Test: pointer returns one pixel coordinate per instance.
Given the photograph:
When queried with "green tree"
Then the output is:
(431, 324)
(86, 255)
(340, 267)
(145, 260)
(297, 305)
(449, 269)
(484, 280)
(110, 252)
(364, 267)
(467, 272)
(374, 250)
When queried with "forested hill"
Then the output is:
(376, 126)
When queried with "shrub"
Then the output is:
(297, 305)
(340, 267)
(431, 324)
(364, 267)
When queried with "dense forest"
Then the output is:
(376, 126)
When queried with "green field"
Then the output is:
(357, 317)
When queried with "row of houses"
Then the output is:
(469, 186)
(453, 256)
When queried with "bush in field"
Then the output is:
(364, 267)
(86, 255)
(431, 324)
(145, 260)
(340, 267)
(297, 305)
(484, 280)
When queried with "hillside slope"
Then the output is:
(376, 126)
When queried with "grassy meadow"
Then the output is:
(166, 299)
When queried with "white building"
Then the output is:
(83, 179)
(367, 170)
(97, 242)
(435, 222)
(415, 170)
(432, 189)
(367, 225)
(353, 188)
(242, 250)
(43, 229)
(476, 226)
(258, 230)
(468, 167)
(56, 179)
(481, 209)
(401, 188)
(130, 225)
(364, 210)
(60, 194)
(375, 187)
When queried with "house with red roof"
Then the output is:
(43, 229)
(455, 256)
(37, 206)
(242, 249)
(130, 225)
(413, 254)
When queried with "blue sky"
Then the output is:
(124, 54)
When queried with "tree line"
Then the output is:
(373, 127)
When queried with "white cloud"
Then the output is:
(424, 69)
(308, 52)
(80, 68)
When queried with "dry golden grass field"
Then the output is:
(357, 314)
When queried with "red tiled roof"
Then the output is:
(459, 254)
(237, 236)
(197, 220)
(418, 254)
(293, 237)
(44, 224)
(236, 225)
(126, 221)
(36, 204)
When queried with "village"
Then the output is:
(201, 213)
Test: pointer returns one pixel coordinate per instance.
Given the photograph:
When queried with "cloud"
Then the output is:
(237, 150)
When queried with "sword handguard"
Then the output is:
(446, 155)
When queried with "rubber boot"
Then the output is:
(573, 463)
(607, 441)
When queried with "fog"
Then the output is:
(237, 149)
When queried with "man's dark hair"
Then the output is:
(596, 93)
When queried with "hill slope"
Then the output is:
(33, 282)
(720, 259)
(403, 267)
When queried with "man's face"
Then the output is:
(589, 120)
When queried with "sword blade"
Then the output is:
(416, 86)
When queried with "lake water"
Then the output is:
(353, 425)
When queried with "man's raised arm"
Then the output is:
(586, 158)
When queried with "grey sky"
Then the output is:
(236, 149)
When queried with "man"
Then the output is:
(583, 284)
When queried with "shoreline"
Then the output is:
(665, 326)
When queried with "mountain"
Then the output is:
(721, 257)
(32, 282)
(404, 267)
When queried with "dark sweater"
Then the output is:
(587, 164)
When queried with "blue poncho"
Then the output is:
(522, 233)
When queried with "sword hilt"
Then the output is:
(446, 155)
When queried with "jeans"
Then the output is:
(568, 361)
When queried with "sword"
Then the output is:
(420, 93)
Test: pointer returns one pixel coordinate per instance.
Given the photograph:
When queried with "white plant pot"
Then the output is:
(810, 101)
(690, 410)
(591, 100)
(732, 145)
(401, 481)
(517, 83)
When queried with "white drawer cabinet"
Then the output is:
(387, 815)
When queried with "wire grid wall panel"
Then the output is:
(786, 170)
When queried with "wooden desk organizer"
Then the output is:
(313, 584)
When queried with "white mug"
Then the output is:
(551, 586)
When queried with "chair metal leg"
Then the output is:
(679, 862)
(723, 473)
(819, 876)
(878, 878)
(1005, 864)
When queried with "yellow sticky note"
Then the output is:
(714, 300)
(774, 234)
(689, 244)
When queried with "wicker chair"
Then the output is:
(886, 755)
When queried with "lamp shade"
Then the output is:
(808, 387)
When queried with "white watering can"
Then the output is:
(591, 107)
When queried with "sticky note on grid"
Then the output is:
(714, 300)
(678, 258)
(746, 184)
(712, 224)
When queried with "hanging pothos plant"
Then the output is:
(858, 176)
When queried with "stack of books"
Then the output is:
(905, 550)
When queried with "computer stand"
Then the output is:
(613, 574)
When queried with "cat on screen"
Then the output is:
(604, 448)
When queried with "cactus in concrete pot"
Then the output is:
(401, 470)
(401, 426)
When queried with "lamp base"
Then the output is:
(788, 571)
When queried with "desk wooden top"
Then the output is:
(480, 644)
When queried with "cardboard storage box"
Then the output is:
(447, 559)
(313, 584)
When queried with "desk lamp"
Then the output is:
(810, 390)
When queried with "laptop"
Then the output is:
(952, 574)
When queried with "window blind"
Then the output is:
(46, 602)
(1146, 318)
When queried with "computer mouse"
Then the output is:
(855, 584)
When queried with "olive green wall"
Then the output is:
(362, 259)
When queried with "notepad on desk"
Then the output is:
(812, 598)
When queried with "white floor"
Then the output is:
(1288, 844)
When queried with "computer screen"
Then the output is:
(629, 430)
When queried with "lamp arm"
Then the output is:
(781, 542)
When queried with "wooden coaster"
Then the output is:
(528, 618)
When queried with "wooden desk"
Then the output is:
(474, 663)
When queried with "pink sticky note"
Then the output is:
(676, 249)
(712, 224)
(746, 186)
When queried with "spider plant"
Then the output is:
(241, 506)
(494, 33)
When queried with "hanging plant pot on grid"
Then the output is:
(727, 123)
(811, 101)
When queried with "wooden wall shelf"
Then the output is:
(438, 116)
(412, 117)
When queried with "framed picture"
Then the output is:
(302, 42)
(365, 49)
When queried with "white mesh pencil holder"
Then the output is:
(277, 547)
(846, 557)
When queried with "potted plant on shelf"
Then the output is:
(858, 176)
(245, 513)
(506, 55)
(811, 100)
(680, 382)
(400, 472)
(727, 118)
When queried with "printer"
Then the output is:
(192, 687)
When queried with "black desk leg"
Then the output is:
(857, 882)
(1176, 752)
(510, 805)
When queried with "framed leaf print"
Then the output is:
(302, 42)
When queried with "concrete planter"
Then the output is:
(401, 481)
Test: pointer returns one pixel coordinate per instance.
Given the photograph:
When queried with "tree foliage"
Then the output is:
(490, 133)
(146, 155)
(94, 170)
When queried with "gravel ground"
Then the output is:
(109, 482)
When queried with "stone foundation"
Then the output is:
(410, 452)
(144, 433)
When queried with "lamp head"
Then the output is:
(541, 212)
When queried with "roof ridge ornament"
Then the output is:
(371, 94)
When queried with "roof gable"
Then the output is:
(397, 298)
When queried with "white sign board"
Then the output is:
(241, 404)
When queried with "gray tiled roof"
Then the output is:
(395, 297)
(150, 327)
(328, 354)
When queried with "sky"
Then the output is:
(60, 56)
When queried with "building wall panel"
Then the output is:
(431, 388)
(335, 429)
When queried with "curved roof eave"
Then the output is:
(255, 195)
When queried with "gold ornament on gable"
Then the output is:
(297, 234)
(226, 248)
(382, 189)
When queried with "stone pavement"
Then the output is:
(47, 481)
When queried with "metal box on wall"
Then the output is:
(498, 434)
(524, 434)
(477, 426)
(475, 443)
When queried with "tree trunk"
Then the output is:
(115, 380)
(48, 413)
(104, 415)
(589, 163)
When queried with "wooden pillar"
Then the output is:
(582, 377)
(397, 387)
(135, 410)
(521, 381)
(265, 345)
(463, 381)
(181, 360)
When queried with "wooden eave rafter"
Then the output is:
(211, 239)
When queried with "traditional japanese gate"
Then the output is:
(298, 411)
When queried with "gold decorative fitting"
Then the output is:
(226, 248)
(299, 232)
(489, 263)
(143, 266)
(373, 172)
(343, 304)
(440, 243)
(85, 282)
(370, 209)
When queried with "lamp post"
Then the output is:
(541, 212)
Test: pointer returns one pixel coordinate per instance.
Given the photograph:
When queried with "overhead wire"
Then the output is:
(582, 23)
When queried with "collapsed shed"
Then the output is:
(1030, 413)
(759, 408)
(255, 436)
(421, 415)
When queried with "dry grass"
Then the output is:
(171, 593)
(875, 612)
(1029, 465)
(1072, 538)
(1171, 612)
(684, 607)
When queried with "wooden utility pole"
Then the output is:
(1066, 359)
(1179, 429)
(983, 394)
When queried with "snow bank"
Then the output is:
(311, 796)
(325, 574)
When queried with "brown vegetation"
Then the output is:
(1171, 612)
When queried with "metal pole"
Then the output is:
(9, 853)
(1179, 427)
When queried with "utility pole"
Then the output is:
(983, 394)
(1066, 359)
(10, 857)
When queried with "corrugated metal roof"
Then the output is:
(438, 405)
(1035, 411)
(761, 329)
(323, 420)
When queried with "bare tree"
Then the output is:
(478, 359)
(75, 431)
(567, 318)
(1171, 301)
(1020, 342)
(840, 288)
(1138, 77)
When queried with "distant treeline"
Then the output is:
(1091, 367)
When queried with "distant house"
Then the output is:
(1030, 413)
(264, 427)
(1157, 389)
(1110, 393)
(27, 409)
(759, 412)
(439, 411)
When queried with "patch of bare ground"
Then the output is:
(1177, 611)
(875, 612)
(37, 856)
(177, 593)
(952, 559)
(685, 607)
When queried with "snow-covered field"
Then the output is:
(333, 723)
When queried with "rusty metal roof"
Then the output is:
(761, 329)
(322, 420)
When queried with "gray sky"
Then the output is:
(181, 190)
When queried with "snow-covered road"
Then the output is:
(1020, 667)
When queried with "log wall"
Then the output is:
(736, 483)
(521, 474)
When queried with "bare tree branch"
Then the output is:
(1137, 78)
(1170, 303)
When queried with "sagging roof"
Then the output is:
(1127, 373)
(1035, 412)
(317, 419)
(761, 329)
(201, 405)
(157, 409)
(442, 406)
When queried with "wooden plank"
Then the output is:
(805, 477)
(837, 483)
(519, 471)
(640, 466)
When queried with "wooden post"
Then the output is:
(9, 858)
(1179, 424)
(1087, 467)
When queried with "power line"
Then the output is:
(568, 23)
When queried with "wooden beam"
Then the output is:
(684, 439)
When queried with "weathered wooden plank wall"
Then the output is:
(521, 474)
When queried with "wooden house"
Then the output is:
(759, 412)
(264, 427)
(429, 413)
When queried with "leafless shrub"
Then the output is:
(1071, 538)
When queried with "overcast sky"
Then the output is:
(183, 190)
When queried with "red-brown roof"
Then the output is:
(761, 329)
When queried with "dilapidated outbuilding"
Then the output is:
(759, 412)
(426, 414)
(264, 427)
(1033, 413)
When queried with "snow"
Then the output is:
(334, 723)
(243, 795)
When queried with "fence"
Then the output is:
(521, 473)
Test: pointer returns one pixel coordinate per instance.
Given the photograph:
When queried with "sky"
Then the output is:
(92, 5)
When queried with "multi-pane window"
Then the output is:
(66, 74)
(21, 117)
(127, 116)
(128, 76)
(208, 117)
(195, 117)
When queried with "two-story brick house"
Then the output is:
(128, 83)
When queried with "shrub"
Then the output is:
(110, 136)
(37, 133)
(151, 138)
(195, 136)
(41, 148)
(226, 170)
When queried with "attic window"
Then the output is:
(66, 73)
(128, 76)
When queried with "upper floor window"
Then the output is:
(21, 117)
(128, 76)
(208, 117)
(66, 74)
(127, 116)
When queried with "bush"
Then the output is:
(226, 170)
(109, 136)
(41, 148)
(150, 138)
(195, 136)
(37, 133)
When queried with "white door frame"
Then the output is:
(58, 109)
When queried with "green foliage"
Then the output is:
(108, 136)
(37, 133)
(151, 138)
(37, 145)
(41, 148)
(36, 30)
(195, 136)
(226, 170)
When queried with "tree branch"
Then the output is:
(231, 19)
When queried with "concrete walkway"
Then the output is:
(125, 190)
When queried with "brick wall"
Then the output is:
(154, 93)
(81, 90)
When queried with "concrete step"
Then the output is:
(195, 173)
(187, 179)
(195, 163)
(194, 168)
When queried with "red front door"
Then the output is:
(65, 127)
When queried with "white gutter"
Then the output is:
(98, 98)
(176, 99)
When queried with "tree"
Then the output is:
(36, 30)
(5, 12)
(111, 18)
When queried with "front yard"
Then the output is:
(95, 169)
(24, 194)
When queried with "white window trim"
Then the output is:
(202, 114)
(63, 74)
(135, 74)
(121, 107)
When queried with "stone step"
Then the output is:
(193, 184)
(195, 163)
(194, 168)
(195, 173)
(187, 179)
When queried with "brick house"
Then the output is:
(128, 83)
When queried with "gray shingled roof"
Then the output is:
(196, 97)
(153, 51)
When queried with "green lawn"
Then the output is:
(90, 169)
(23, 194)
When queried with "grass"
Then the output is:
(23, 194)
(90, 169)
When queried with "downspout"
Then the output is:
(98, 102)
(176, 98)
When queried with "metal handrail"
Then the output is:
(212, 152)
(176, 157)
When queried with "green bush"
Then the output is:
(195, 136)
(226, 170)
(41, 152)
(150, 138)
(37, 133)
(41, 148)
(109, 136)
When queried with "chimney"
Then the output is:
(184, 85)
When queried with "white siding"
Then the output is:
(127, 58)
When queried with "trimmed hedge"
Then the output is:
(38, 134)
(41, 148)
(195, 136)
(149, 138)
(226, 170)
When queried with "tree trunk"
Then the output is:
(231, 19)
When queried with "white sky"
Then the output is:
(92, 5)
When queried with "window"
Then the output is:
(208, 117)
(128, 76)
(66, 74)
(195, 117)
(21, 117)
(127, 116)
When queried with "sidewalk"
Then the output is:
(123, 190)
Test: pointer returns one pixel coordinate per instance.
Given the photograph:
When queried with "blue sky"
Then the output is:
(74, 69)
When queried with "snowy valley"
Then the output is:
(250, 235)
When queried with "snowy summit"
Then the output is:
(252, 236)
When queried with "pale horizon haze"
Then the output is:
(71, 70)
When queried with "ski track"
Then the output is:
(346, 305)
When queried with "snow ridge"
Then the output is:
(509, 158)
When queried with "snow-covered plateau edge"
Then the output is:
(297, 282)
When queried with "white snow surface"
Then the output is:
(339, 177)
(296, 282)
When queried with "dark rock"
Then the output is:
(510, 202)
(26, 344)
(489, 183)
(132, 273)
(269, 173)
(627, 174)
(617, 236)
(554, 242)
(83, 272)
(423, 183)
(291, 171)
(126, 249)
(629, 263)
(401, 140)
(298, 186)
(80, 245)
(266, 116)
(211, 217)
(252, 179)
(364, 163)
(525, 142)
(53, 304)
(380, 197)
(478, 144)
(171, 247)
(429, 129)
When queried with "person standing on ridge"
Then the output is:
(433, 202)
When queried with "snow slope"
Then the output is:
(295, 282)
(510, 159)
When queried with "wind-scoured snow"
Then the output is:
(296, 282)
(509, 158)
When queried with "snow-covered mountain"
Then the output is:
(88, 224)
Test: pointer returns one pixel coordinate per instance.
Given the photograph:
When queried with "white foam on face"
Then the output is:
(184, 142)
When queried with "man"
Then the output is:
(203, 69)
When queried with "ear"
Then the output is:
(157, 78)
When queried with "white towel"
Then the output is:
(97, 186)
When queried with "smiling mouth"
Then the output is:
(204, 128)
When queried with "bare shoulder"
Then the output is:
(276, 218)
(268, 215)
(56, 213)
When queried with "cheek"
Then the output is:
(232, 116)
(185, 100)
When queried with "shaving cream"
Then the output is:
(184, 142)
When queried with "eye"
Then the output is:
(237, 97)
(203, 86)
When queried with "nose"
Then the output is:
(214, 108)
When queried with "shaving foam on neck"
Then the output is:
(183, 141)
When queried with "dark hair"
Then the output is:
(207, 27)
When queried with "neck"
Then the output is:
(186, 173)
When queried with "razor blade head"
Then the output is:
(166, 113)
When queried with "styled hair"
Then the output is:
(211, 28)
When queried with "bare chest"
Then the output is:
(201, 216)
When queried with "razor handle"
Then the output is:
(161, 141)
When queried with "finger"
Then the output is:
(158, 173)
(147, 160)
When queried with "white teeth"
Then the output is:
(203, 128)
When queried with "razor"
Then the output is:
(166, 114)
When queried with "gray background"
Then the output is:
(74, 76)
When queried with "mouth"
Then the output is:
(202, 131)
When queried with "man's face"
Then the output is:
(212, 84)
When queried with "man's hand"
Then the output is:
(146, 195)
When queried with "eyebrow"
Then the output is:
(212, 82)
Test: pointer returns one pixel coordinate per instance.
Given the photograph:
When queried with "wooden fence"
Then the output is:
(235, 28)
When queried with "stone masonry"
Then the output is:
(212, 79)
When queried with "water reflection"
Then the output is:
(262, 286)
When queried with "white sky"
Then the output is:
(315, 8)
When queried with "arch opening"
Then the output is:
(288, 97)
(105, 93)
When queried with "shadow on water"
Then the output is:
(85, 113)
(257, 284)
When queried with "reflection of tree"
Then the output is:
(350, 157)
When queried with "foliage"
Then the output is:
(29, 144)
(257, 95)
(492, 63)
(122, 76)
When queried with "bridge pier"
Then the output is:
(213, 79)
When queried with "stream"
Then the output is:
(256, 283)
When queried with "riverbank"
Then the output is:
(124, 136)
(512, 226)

++++++

__Aim of the exercise__
Report every line of the listing above that contains the word "field".

__Worked answer__
When queried with "green field"
When queried with "bush in field"
When queried with "dry golden grass field"
When queried with "snow-covered field"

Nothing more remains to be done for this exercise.